● **What to work on**
Filter the data for "concrete" and copy matching lines.

● **Records provided**
========
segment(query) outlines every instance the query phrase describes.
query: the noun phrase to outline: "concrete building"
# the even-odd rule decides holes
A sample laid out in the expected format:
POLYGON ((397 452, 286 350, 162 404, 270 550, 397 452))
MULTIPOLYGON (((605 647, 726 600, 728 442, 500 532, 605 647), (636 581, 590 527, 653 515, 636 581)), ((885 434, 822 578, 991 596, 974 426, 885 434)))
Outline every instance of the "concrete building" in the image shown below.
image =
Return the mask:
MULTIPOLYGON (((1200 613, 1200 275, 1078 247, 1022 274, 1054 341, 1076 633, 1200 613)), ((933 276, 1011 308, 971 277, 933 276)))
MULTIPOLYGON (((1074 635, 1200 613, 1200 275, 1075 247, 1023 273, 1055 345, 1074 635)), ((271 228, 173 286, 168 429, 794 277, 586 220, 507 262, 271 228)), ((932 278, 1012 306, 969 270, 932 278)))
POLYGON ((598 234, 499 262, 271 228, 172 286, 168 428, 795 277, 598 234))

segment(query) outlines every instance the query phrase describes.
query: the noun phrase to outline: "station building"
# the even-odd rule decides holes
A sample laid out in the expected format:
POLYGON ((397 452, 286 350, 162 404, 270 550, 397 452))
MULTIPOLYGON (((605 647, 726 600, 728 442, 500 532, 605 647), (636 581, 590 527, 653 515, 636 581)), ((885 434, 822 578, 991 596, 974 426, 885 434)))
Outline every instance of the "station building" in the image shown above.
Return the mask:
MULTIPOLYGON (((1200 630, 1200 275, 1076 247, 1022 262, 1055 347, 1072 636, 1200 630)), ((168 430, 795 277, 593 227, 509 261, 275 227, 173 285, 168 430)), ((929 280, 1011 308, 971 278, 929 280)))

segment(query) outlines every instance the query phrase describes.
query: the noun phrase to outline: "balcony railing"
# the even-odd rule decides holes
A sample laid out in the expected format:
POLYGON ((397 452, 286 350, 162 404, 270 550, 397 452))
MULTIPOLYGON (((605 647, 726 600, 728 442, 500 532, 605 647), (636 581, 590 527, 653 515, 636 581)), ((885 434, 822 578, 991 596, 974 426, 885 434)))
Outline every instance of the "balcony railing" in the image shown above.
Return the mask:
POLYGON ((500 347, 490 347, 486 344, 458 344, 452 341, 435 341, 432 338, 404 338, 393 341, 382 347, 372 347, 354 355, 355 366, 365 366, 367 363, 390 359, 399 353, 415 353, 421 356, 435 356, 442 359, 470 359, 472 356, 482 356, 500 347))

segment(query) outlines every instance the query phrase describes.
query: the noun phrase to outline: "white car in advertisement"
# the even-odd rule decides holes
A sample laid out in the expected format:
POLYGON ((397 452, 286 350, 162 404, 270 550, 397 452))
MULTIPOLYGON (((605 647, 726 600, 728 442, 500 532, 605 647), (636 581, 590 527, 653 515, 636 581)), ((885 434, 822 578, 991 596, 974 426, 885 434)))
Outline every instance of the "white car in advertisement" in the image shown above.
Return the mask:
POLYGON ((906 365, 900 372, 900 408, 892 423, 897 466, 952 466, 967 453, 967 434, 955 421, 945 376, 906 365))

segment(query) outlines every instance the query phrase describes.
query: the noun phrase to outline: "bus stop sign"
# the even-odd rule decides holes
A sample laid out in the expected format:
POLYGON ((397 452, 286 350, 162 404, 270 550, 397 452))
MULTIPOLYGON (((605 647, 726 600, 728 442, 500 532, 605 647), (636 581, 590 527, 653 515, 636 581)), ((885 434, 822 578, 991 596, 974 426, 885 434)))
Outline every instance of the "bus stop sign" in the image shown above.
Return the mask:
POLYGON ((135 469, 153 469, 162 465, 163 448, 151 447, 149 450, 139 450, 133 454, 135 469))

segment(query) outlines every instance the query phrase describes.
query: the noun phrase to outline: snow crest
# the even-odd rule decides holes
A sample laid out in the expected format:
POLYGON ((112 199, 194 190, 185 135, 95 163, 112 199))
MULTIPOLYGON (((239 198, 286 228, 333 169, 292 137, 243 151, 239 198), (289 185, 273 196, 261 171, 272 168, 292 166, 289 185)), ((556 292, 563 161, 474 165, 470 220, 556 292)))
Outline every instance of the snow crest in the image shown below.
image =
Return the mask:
========
● **Result for this exercise**
query: the noun phrase to outline: "concrete building"
Outline every instance of the "concrete building" in the image shown below.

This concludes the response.